Brief
Please rescale everything from the start of the material down to the line containing "left=483, top=47, right=512, bottom=138", both ends included, and write it all out again. Keep the requests and all other lines unchanged, multiply each bounding-box coordinate in the answers by 0.45, and round the results to whole numbers, with halves rounded up.

[Region labeling material]
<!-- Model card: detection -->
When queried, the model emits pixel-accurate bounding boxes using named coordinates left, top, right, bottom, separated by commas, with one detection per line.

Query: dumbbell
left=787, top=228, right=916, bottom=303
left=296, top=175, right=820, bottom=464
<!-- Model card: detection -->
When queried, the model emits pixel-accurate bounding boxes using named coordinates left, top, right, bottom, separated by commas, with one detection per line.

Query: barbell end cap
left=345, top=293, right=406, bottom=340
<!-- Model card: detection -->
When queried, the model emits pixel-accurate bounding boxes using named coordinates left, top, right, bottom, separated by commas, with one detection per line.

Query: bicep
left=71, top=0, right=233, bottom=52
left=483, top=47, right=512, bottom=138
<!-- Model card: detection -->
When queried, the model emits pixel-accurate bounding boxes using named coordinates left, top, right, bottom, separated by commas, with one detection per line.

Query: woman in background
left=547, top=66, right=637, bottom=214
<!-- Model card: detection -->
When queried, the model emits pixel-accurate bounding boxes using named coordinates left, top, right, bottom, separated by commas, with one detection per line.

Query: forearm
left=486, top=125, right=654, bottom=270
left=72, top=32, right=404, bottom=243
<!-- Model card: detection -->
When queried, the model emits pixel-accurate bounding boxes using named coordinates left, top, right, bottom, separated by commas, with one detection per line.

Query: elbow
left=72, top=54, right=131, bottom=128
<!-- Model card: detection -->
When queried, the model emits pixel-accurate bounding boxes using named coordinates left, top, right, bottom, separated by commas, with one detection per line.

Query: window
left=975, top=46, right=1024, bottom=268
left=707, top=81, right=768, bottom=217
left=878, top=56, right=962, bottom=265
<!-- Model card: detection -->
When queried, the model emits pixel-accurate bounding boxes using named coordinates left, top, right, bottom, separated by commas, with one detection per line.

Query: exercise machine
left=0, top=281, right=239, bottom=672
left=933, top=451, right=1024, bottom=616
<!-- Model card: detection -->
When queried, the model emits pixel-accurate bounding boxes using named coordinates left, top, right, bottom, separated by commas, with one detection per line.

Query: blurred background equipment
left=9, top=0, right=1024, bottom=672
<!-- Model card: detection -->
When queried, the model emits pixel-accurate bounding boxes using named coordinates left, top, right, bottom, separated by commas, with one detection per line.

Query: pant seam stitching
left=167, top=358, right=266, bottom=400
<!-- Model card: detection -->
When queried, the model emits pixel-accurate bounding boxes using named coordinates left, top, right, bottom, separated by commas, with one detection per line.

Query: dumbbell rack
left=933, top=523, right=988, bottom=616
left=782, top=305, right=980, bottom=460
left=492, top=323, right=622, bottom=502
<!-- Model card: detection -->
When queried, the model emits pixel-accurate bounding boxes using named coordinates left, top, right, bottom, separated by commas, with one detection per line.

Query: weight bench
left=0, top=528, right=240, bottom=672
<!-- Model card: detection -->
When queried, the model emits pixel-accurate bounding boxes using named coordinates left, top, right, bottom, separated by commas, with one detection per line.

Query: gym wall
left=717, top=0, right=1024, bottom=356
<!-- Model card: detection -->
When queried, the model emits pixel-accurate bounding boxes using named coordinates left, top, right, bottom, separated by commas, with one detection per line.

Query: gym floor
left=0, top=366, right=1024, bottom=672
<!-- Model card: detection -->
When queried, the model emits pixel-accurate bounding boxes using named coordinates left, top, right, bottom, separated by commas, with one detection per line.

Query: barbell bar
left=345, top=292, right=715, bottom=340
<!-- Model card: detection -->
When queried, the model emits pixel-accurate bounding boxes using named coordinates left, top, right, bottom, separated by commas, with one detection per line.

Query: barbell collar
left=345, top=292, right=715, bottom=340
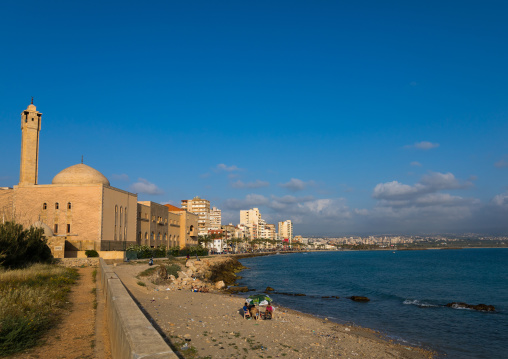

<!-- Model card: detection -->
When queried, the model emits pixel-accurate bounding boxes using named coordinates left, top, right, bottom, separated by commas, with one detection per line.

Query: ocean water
left=239, top=248, right=508, bottom=359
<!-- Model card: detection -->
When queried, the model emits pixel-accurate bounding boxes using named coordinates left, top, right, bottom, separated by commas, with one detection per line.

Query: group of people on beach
left=243, top=302, right=274, bottom=320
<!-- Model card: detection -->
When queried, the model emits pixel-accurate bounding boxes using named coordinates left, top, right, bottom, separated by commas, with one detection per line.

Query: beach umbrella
left=245, top=294, right=273, bottom=305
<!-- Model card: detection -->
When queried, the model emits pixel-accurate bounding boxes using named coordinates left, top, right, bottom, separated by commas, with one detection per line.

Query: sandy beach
left=114, top=259, right=433, bottom=359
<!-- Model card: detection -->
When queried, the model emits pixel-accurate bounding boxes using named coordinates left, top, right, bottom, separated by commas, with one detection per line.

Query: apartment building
left=279, top=219, right=293, bottom=244
left=209, top=207, right=222, bottom=230
left=182, top=197, right=209, bottom=236
left=240, top=208, right=264, bottom=239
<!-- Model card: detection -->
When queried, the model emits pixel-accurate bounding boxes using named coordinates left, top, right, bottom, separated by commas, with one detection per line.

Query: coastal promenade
left=112, top=256, right=433, bottom=359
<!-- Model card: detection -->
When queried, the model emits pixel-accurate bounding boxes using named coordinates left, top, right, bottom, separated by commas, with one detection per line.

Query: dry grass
left=0, top=264, right=78, bottom=356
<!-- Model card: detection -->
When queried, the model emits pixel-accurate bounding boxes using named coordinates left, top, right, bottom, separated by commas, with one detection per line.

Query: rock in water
left=446, top=302, right=496, bottom=312
left=157, top=265, right=168, bottom=279
left=349, top=295, right=370, bottom=302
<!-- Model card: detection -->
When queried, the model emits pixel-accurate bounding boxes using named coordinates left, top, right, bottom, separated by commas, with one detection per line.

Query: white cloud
left=111, top=173, right=129, bottom=182
left=372, top=172, right=472, bottom=200
left=492, top=192, right=508, bottom=208
left=494, top=158, right=508, bottom=168
left=217, top=163, right=240, bottom=172
left=404, top=141, right=439, bottom=151
left=222, top=194, right=270, bottom=210
left=130, top=178, right=164, bottom=195
left=279, top=178, right=315, bottom=192
left=231, top=180, right=270, bottom=189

Task response
<!-- Model card: detection -->
When queried, the model emits pixel-accurate bounding boxes using named coordinates left, top, right, bottom, separated by commas, with one detection per line.

Query: dumbbell
left=354, top=103, right=412, bottom=136
left=133, top=79, right=369, bottom=209
<!-- Model card: detection -->
When queried, the model emits pixel-accurate bounding boxes using named coordinates left, top, right, bottom, separated by commas, with one detection per line.

Query: barbell end cap
left=155, top=132, right=183, bottom=153
<!-- Model card: detection -->
When queried, the model emits pixel-accurate bounding boxes using named coordinates left, top, right, bottom, separated by commas, with one detection per line.

Query: bicep
left=32, top=0, right=105, bottom=23
left=217, top=21, right=230, bottom=62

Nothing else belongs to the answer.